Referring expression pointing data
⟨
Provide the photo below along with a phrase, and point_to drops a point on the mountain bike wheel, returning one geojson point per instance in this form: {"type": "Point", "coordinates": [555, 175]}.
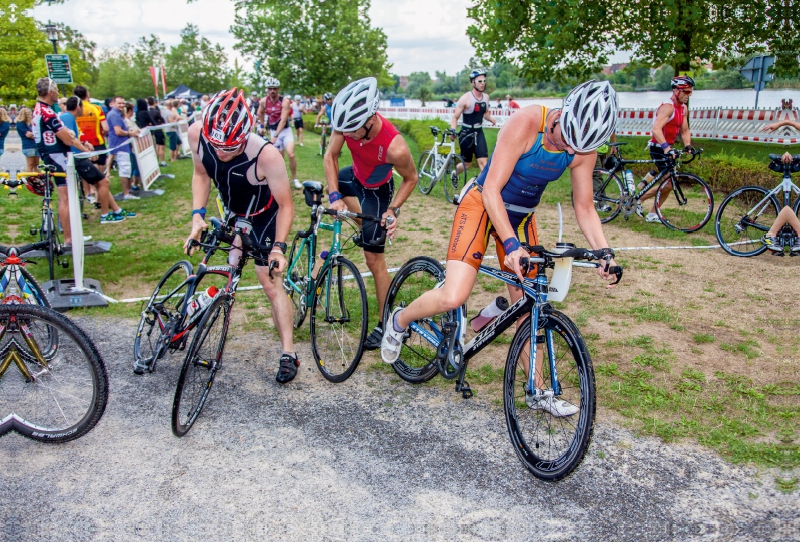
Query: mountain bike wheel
{"type": "Point", "coordinates": [550, 447]}
{"type": "Point", "coordinates": [686, 204]}
{"type": "Point", "coordinates": [167, 299]}
{"type": "Point", "coordinates": [453, 181]}
{"type": "Point", "coordinates": [426, 172]}
{"type": "Point", "coordinates": [339, 319]}
{"type": "Point", "coordinates": [742, 220]}
{"type": "Point", "coordinates": [60, 398]}
{"type": "Point", "coordinates": [299, 258]}
{"type": "Point", "coordinates": [201, 364]}
{"type": "Point", "coordinates": [417, 361]}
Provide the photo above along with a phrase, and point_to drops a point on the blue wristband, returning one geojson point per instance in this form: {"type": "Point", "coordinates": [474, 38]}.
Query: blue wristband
{"type": "Point", "coordinates": [511, 244]}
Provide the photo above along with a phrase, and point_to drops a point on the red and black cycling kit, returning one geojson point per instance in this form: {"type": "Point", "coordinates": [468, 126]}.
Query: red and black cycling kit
{"type": "Point", "coordinates": [370, 180]}
{"type": "Point", "coordinates": [45, 125]}
{"type": "Point", "coordinates": [241, 189]}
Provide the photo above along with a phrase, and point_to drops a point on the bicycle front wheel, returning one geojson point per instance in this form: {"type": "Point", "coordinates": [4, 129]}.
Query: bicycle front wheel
{"type": "Point", "coordinates": [550, 436]}
{"type": "Point", "coordinates": [163, 308]}
{"type": "Point", "coordinates": [685, 204]}
{"type": "Point", "coordinates": [426, 172]}
{"type": "Point", "coordinates": [453, 180]}
{"type": "Point", "coordinates": [53, 399]}
{"type": "Point", "coordinates": [743, 219]}
{"type": "Point", "coordinates": [417, 361]}
{"type": "Point", "coordinates": [339, 319]}
{"type": "Point", "coordinates": [297, 278]}
{"type": "Point", "coordinates": [201, 364]}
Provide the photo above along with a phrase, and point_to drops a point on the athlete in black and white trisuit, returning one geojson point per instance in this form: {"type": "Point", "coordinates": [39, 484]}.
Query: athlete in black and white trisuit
{"type": "Point", "coordinates": [474, 106]}
{"type": "Point", "coordinates": [277, 109]}
{"type": "Point", "coordinates": [251, 178]}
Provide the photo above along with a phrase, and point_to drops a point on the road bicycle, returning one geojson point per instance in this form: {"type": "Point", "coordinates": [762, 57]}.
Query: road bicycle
{"type": "Point", "coordinates": [168, 324]}
{"type": "Point", "coordinates": [434, 166]}
{"type": "Point", "coordinates": [683, 201]}
{"type": "Point", "coordinates": [55, 392]}
{"type": "Point", "coordinates": [749, 212]}
{"type": "Point", "coordinates": [550, 445]}
{"type": "Point", "coordinates": [40, 183]}
{"type": "Point", "coordinates": [336, 296]}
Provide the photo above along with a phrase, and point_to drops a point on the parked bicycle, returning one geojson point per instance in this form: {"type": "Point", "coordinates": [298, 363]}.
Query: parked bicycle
{"type": "Point", "coordinates": [683, 201]}
{"type": "Point", "coordinates": [184, 307]}
{"type": "Point", "coordinates": [56, 390]}
{"type": "Point", "coordinates": [749, 212]}
{"type": "Point", "coordinates": [550, 445]}
{"type": "Point", "coordinates": [434, 166]}
{"type": "Point", "coordinates": [336, 294]}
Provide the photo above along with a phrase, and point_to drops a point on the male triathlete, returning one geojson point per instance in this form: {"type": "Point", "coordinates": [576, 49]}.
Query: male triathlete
{"type": "Point", "coordinates": [672, 118]}
{"type": "Point", "coordinates": [474, 106]}
{"type": "Point", "coordinates": [250, 175]}
{"type": "Point", "coordinates": [277, 110]}
{"type": "Point", "coordinates": [368, 185]}
{"type": "Point", "coordinates": [534, 148]}
{"type": "Point", "coordinates": [54, 142]}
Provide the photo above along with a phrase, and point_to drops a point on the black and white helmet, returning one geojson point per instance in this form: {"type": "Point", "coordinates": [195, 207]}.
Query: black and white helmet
{"type": "Point", "coordinates": [589, 115]}
{"type": "Point", "coordinates": [354, 104]}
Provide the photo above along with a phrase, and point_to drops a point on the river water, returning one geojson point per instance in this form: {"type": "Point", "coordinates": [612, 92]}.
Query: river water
{"type": "Point", "coordinates": [650, 100]}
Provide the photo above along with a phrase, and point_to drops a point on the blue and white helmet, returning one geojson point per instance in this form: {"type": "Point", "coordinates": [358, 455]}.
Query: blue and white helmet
{"type": "Point", "coordinates": [589, 115]}
{"type": "Point", "coordinates": [354, 104]}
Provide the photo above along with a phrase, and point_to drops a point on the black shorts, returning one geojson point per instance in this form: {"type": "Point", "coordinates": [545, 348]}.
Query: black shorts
{"type": "Point", "coordinates": [87, 171]}
{"type": "Point", "coordinates": [374, 202]}
{"type": "Point", "coordinates": [472, 143]}
{"type": "Point", "coordinates": [263, 230]}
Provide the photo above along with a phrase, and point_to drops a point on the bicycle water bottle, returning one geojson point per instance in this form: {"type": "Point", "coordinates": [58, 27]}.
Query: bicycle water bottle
{"type": "Point", "coordinates": [562, 274]}
{"type": "Point", "coordinates": [489, 313]}
{"type": "Point", "coordinates": [202, 301]}
{"type": "Point", "coordinates": [630, 181]}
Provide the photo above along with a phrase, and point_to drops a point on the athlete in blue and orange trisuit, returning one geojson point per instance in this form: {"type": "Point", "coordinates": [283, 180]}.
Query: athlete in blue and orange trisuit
{"type": "Point", "coordinates": [534, 148]}
{"type": "Point", "coordinates": [368, 186]}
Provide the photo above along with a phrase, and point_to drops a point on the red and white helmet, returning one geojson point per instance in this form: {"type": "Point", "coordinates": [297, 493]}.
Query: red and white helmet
{"type": "Point", "coordinates": [227, 119]}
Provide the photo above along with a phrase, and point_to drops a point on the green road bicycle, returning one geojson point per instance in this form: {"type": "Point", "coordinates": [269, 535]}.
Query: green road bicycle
{"type": "Point", "coordinates": [336, 296]}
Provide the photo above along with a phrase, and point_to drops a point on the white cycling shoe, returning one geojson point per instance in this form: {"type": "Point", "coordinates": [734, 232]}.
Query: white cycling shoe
{"type": "Point", "coordinates": [392, 341]}
{"type": "Point", "coordinates": [545, 400]}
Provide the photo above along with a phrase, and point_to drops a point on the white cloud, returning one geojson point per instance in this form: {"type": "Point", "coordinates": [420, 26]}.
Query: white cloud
{"type": "Point", "coordinates": [422, 35]}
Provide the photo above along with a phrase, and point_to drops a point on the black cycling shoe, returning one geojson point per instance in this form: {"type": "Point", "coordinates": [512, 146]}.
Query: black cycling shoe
{"type": "Point", "coordinates": [373, 340]}
{"type": "Point", "coordinates": [288, 369]}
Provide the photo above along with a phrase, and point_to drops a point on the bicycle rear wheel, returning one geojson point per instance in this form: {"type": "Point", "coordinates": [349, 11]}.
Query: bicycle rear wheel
{"type": "Point", "coordinates": [201, 364]}
{"type": "Point", "coordinates": [685, 204]}
{"type": "Point", "coordinates": [60, 398]}
{"type": "Point", "coordinates": [454, 181]}
{"type": "Point", "coordinates": [161, 312]}
{"type": "Point", "coordinates": [549, 446]}
{"type": "Point", "coordinates": [339, 319]}
{"type": "Point", "coordinates": [742, 220]}
{"type": "Point", "coordinates": [417, 361]}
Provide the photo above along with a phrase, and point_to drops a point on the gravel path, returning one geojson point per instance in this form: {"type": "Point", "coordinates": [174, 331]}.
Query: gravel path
{"type": "Point", "coordinates": [370, 459]}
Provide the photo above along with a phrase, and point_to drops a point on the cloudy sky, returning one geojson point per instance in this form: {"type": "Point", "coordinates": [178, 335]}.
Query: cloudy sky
{"type": "Point", "coordinates": [422, 35]}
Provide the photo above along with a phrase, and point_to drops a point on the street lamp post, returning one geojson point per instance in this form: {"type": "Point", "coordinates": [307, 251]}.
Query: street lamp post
{"type": "Point", "coordinates": [52, 34]}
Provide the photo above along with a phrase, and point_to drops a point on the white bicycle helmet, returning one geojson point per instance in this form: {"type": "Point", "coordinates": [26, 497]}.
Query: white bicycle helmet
{"type": "Point", "coordinates": [354, 104]}
{"type": "Point", "coordinates": [589, 115]}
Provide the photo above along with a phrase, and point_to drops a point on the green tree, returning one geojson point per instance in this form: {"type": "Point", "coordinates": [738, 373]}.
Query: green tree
{"type": "Point", "coordinates": [197, 63]}
{"type": "Point", "coordinates": [312, 47]}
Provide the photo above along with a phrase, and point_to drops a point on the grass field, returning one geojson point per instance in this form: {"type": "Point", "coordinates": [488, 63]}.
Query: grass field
{"type": "Point", "coordinates": [690, 346]}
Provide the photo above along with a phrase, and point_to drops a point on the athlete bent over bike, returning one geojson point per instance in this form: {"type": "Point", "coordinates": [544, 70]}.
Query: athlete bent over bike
{"type": "Point", "coordinates": [251, 178]}
{"type": "Point", "coordinates": [534, 148]}
{"type": "Point", "coordinates": [368, 185]}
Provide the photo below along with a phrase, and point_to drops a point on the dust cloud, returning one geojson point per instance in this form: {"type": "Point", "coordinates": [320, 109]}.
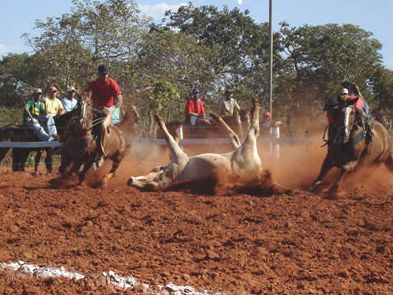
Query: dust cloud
{"type": "Point", "coordinates": [293, 165]}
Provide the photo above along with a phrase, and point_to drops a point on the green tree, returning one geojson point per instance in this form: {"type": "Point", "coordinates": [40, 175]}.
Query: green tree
{"type": "Point", "coordinates": [316, 59]}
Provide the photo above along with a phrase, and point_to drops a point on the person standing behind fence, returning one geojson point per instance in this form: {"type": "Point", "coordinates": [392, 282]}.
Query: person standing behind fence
{"type": "Point", "coordinates": [53, 105]}
{"type": "Point", "coordinates": [69, 102]}
{"type": "Point", "coordinates": [34, 114]}
{"type": "Point", "coordinates": [228, 105]}
{"type": "Point", "coordinates": [194, 108]}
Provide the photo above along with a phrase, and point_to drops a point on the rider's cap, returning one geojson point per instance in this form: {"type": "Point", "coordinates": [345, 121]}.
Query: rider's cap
{"type": "Point", "coordinates": [52, 89]}
{"type": "Point", "coordinates": [330, 102]}
{"type": "Point", "coordinates": [344, 91]}
{"type": "Point", "coordinates": [70, 89]}
{"type": "Point", "coordinates": [103, 69]}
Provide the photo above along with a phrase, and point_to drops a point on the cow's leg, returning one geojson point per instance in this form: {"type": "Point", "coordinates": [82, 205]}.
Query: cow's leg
{"type": "Point", "coordinates": [18, 159]}
{"type": "Point", "coordinates": [176, 153]}
{"type": "Point", "coordinates": [49, 160]}
{"type": "Point", "coordinates": [233, 137]}
{"type": "Point", "coordinates": [37, 160]}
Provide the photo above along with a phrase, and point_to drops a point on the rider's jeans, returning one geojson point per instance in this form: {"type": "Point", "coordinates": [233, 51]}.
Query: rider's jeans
{"type": "Point", "coordinates": [39, 131]}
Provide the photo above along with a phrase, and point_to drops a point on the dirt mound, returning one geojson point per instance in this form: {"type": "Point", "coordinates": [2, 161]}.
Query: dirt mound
{"type": "Point", "coordinates": [231, 243]}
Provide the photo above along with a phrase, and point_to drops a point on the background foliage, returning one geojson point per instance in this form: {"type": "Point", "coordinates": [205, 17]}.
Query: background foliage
{"type": "Point", "coordinates": [157, 64]}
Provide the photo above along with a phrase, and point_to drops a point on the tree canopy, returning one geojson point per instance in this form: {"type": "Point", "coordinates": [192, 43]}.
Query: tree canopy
{"type": "Point", "coordinates": [157, 64]}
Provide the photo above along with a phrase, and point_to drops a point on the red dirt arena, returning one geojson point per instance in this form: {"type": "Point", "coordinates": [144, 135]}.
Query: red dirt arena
{"type": "Point", "coordinates": [193, 240]}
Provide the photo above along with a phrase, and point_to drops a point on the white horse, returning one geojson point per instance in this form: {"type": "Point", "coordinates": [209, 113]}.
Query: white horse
{"type": "Point", "coordinates": [243, 160]}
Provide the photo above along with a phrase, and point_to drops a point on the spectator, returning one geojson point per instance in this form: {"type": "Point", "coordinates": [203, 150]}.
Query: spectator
{"type": "Point", "coordinates": [34, 114]}
{"type": "Point", "coordinates": [194, 108]}
{"type": "Point", "coordinates": [53, 105]}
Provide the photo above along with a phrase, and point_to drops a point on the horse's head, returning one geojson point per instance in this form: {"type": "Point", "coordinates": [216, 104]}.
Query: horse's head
{"type": "Point", "coordinates": [343, 111]}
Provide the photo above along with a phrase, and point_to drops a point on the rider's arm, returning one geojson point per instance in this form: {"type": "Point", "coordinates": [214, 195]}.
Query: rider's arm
{"type": "Point", "coordinates": [28, 113]}
{"type": "Point", "coordinates": [187, 110]}
{"type": "Point", "coordinates": [118, 100]}
{"type": "Point", "coordinates": [62, 111]}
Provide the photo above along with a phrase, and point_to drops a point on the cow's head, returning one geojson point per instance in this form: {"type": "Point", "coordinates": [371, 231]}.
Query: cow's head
{"type": "Point", "coordinates": [159, 178]}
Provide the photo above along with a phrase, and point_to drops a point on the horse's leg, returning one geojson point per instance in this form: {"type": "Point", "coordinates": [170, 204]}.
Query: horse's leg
{"type": "Point", "coordinates": [18, 159]}
{"type": "Point", "coordinates": [326, 166]}
{"type": "Point", "coordinates": [233, 138]}
{"type": "Point", "coordinates": [3, 153]}
{"type": "Point", "coordinates": [64, 163]}
{"type": "Point", "coordinates": [112, 172]}
{"type": "Point", "coordinates": [177, 154]}
{"type": "Point", "coordinates": [37, 160]}
{"type": "Point", "coordinates": [389, 162]}
{"type": "Point", "coordinates": [49, 160]}
{"type": "Point", "coordinates": [88, 163]}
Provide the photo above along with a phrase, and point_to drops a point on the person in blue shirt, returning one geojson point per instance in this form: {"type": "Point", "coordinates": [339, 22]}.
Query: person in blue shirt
{"type": "Point", "coordinates": [34, 114]}
{"type": "Point", "coordinates": [69, 102]}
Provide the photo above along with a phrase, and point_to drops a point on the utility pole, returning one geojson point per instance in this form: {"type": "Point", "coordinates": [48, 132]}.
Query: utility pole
{"type": "Point", "coordinates": [271, 57]}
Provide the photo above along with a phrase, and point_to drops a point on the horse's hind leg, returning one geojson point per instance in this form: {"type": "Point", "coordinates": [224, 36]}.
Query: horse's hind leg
{"type": "Point", "coordinates": [19, 157]}
{"type": "Point", "coordinates": [88, 163]}
{"type": "Point", "coordinates": [233, 137]}
{"type": "Point", "coordinates": [49, 160]}
{"type": "Point", "coordinates": [37, 160]}
{"type": "Point", "coordinates": [177, 154]}
{"type": "Point", "coordinates": [389, 163]}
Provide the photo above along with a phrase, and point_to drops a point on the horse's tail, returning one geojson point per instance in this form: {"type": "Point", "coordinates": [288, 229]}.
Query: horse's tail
{"type": "Point", "coordinates": [131, 116]}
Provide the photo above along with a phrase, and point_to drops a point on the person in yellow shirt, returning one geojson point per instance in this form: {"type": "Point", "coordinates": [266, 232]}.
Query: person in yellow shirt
{"type": "Point", "coordinates": [228, 105]}
{"type": "Point", "coordinates": [53, 105]}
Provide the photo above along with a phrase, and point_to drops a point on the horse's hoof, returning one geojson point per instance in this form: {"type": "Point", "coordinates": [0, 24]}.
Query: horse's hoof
{"type": "Point", "coordinates": [314, 187]}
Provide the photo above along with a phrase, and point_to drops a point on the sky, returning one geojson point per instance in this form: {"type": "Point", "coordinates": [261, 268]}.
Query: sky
{"type": "Point", "coordinates": [376, 16]}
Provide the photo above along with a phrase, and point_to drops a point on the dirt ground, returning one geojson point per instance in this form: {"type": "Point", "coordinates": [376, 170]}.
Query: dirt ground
{"type": "Point", "coordinates": [297, 243]}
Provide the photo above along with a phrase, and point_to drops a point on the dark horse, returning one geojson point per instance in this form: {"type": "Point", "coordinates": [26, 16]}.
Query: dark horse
{"type": "Point", "coordinates": [204, 128]}
{"type": "Point", "coordinates": [79, 147]}
{"type": "Point", "coordinates": [18, 133]}
{"type": "Point", "coordinates": [349, 149]}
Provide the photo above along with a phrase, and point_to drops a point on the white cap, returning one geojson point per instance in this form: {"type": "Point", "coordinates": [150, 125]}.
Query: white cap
{"type": "Point", "coordinates": [344, 91]}
{"type": "Point", "coordinates": [71, 88]}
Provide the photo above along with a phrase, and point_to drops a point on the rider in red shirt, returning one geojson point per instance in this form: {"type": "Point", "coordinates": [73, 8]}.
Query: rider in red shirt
{"type": "Point", "coordinates": [194, 108]}
{"type": "Point", "coordinates": [106, 97]}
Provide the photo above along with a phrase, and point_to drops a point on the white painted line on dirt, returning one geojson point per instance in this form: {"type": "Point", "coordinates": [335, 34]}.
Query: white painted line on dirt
{"type": "Point", "coordinates": [113, 278]}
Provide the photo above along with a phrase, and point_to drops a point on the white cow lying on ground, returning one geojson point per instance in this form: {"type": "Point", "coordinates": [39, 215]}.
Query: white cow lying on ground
{"type": "Point", "coordinates": [243, 160]}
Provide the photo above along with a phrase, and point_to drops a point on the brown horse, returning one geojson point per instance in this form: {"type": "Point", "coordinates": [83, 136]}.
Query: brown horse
{"type": "Point", "coordinates": [116, 144]}
{"type": "Point", "coordinates": [349, 149]}
{"type": "Point", "coordinates": [78, 143]}
{"type": "Point", "coordinates": [204, 128]}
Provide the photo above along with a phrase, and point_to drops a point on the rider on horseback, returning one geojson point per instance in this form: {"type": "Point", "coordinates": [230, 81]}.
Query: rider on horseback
{"type": "Point", "coordinates": [228, 105]}
{"type": "Point", "coordinates": [362, 111]}
{"type": "Point", "coordinates": [106, 97]}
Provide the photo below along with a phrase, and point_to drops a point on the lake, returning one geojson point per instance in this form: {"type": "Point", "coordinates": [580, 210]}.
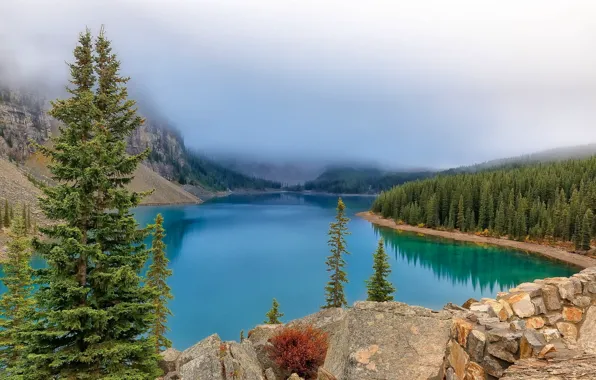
⟩
BRIEF
Count how many lines in the data above hold the string "below", and give the number with no other words.

EXERCISE OUTPUT
3